▸ **TASK BRIEF**: Every line below needs to be returned exactly as written.

(Beginning of GIVEN DATA)

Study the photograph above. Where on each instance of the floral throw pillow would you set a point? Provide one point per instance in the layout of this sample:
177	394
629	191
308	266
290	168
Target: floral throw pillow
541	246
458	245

(End of GIVEN DATA)

▸ **EXERCISE RESULT**:
Study the photograph above. Where on each instance of the floral throw pillow would you set a point? Provide one point per instance in the layout of this sample:
177	394
629	191
308	266
290	168
Target: floral throw pillow
541	246
458	245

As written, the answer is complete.